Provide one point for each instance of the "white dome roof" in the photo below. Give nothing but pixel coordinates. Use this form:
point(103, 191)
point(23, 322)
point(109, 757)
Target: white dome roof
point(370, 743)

# # # #

JOB
Update the lines above by changing every "white dome roof" to "red tiled roof" and leaving the rest untouched.

CORRECT RESPONSE
Provide one point for each instance of the "red tiled roof" in the photo below. Give nothing but pixel coordinates. Use this form:
point(103, 191)
point(23, 322)
point(109, 757)
Target: red tiled roof
point(370, 743)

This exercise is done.